[Data items]
■ ■ ■ ■ ■

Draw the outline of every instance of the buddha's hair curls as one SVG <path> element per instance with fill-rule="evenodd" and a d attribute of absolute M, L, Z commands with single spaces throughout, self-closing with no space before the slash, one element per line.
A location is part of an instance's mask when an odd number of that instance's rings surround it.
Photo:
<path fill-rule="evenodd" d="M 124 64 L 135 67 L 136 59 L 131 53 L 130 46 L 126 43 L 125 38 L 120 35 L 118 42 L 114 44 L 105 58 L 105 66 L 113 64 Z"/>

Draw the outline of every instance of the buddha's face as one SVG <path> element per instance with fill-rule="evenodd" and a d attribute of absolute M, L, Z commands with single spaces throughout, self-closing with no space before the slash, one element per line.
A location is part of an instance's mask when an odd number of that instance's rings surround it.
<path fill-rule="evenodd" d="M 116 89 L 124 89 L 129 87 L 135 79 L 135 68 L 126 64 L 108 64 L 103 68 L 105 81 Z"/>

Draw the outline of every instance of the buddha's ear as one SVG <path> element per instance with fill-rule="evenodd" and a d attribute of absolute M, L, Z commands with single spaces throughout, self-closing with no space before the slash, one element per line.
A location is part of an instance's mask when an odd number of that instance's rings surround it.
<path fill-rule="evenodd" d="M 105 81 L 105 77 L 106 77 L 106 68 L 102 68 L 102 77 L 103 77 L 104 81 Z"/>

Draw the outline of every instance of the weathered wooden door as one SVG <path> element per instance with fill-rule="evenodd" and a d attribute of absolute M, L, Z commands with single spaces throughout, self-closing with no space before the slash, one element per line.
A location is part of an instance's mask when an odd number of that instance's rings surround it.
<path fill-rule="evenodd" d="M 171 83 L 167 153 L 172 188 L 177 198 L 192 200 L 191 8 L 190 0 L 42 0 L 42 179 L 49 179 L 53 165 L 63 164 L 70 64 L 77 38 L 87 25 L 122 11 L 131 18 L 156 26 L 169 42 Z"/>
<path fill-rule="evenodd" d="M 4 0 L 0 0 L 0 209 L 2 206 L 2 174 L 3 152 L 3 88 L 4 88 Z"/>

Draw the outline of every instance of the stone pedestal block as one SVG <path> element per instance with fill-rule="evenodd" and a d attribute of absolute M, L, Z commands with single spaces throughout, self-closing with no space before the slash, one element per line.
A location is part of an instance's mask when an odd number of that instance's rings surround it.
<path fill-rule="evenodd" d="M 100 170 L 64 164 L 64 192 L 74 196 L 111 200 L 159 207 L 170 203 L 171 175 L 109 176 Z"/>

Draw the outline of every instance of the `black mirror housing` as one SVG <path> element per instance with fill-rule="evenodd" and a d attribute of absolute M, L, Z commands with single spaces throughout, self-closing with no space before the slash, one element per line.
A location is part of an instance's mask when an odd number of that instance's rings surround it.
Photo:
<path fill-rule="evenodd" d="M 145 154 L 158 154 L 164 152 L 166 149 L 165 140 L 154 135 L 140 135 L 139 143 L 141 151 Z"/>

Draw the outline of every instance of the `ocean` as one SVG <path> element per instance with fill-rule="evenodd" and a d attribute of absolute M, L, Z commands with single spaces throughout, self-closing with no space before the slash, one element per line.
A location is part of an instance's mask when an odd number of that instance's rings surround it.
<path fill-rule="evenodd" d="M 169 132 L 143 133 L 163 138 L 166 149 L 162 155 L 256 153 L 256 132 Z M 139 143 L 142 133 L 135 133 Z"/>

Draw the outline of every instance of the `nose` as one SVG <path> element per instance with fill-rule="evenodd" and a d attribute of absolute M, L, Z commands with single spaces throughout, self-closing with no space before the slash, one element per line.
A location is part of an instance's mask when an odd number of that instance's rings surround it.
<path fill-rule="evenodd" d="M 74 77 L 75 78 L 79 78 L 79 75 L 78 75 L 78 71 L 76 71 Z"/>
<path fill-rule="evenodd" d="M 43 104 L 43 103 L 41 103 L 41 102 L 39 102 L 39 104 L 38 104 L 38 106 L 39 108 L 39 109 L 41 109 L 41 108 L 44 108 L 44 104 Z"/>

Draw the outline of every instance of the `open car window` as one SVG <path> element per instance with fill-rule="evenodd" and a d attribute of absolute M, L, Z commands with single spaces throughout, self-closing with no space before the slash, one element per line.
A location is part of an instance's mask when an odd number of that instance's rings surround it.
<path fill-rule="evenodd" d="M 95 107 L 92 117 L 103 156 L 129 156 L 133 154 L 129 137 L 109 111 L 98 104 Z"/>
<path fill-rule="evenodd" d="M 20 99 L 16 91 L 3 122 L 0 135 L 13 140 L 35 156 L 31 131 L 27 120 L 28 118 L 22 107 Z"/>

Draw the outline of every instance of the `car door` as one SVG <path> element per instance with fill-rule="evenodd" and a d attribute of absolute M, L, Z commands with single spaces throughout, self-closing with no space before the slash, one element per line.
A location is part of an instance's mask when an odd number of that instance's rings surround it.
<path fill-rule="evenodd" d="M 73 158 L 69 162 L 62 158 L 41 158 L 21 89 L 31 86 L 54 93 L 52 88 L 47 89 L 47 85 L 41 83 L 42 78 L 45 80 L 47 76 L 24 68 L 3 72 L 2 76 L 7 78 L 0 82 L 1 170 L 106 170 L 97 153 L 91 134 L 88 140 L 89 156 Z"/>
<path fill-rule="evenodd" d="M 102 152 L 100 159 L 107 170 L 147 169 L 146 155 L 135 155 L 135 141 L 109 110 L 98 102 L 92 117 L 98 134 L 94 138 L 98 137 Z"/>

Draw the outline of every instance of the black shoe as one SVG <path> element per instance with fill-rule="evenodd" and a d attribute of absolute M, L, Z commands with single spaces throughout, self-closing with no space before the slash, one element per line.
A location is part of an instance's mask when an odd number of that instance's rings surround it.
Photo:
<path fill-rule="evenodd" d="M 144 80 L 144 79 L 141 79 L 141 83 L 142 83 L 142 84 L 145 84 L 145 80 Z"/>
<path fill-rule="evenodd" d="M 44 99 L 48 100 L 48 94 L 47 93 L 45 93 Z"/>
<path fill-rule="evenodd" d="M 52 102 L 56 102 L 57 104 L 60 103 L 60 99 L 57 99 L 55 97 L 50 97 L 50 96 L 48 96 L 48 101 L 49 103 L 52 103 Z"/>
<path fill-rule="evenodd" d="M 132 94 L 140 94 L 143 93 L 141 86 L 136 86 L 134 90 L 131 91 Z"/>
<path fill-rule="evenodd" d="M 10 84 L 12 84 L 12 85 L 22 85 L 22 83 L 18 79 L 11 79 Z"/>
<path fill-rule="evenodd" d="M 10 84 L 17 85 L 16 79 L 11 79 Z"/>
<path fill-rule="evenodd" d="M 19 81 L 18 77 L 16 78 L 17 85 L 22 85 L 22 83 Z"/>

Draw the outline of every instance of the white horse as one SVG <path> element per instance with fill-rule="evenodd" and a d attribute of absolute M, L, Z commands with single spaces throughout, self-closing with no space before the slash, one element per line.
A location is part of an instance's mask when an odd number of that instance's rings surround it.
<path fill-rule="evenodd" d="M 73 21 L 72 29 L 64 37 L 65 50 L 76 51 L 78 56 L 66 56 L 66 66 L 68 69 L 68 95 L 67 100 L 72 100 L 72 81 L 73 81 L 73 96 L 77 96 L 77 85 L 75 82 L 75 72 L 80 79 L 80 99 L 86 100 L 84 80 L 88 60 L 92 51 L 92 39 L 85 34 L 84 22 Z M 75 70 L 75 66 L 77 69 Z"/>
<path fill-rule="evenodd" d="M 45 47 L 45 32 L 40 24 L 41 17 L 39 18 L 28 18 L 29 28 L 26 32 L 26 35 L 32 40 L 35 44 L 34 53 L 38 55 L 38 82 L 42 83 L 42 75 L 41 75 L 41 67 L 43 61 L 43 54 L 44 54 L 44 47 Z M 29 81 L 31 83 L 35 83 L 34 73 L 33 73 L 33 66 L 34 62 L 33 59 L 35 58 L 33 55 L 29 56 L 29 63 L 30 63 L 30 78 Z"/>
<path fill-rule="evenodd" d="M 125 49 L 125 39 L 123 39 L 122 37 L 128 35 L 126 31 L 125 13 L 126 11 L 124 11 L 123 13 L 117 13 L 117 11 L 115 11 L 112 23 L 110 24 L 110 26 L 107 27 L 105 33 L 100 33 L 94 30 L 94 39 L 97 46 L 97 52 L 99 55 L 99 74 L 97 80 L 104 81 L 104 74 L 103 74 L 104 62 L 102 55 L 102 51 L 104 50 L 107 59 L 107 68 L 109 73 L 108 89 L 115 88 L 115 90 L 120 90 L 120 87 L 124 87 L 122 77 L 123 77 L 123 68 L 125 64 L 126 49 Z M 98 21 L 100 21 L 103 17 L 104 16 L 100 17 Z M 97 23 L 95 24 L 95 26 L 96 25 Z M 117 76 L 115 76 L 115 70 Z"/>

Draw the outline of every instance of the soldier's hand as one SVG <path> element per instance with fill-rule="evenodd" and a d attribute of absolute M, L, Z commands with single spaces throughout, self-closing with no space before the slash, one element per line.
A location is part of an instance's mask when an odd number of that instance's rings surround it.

■ ■ ■ ■ ■

> Stated exercise
Quote exactly what appears from the line containing "Draw the outline of every instance of the soldier's" through the final line of the listing above, including both of those lines.

> Exercise solution
Draw the outline of every instance of the soldier's hand as one SVG <path> element per instance with fill-rule="evenodd" and a d attribute of absolute M, L, Z commands with single spaces throughout, self-closing with no space before the slash, one element per line.
A location is part of an instance's mask when an odd number of that instance's rings surround it.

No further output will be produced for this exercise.